• **WHAT NEEDS TO BE DONE**: Write out the rows from the line with "Practice step: point out every instance of the open" to the line with "pixel 48 397", replacing "cabinet door" with "drawer front" and keeping everything else the same.

• **DATA FOR THE TASK**:
--------

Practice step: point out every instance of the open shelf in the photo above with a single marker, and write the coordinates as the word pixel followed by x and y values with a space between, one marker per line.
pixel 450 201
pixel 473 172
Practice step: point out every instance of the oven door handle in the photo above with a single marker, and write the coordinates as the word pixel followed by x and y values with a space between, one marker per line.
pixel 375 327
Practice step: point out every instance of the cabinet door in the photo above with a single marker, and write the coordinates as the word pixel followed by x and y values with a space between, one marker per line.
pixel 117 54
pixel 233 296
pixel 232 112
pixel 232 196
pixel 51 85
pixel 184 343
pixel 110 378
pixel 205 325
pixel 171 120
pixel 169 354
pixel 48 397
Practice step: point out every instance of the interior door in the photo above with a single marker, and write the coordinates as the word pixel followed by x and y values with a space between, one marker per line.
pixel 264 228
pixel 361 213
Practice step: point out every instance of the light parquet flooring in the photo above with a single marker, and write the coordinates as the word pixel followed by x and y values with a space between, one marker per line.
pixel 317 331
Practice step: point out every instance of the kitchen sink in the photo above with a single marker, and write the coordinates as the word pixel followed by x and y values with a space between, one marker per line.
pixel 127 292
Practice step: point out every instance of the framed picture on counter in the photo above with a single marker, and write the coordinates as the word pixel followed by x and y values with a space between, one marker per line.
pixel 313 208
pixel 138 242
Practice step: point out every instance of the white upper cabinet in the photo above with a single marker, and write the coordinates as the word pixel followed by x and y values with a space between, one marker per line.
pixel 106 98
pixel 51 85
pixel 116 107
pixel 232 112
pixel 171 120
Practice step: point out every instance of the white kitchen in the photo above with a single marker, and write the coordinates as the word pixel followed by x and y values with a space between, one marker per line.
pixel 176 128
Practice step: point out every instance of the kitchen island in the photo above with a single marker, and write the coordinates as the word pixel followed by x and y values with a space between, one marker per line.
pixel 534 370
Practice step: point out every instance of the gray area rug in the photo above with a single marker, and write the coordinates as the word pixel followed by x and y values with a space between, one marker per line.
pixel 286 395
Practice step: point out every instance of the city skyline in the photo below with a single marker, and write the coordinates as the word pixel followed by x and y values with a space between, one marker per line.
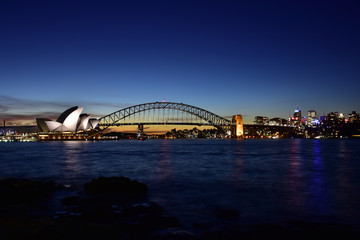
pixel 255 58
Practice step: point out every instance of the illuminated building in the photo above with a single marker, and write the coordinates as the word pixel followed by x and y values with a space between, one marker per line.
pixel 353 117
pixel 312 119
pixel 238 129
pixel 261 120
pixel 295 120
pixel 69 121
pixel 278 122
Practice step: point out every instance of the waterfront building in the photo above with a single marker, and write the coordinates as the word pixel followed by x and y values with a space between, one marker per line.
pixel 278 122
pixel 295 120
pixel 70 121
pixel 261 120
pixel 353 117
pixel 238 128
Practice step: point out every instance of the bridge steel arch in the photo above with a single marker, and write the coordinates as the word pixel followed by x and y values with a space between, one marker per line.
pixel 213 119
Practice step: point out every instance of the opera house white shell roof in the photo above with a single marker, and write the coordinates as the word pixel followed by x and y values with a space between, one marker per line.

--------

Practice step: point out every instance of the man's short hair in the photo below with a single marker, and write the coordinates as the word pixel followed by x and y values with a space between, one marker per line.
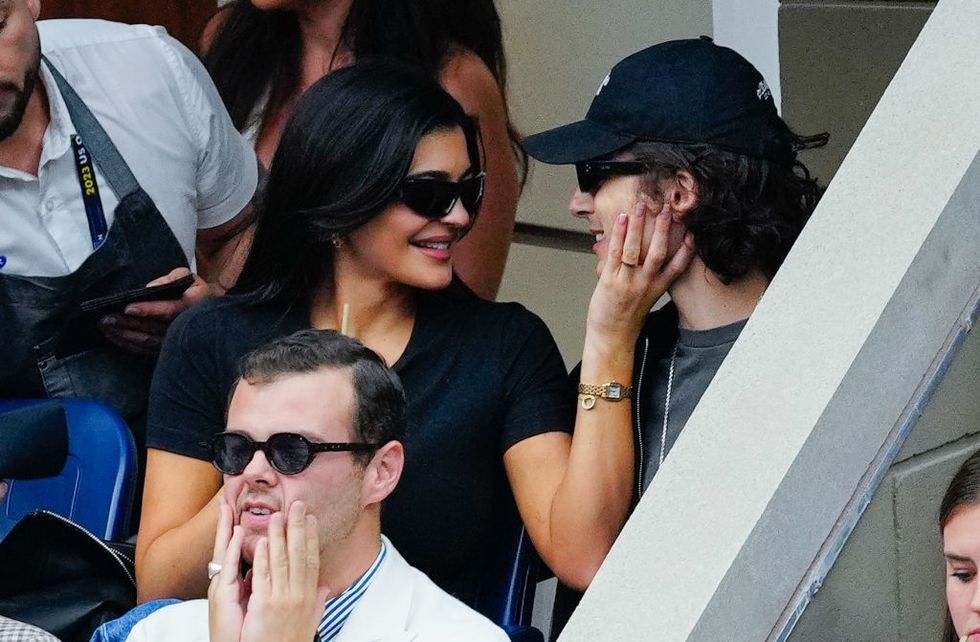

--------

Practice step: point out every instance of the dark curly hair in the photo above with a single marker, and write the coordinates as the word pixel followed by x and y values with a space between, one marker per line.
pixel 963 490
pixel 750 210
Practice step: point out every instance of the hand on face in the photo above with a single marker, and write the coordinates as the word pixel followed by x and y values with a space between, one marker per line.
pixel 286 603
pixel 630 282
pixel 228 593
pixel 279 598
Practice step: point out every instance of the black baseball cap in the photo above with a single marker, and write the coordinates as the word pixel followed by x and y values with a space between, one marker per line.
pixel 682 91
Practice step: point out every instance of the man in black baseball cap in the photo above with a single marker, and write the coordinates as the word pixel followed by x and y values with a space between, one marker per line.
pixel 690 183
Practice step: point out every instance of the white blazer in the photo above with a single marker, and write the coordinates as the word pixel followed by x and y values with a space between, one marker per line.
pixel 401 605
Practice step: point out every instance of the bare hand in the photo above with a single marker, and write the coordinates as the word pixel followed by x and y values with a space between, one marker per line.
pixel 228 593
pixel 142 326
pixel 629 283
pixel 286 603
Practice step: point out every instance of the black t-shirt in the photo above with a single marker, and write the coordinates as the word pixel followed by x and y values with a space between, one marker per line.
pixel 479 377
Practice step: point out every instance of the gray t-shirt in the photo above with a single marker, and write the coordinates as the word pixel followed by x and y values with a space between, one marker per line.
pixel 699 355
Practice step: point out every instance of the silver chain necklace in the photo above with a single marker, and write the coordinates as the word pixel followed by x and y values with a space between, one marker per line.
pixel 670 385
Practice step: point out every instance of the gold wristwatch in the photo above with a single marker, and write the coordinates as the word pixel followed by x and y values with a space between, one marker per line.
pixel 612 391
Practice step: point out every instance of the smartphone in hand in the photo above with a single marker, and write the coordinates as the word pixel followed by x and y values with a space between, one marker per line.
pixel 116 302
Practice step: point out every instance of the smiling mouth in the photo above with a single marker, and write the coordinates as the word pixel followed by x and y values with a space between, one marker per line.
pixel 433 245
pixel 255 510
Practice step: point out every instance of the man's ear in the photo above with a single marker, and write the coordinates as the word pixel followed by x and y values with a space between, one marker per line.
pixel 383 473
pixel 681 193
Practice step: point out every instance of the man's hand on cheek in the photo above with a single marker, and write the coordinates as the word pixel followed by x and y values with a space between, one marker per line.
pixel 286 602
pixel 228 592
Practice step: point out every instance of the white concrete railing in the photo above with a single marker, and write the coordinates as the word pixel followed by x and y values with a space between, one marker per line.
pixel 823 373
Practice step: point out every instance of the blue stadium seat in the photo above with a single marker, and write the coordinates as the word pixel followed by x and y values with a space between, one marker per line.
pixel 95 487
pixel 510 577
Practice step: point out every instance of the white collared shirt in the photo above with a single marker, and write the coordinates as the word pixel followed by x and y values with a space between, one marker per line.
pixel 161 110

--------

• **EXPECTED ANSWER**:
Practice step: point out every instance of the open shelf in the photo above with a single marker, and write the coordinates as the word pixel followed by x and y values with a space between, one marker per line.
pixel 450 201
pixel 473 172
Practice step: point out every instance of the oven door handle in the photo above with a single marker, and write the coordinates as the word pixel followed by x and y values with a space between, one marker per line.
pixel 375 327
Practice step: point out every instance of the drawer front in the photo above with a single marker, and write the coordinates as the word pixel followed by x and y values with a space between, one marker per line.
pixel 117 54
pixel 233 296
pixel 232 112
pixel 232 196
pixel 51 85
pixel 184 343
pixel 110 378
pixel 205 325
pixel 171 120
pixel 169 354
pixel 48 397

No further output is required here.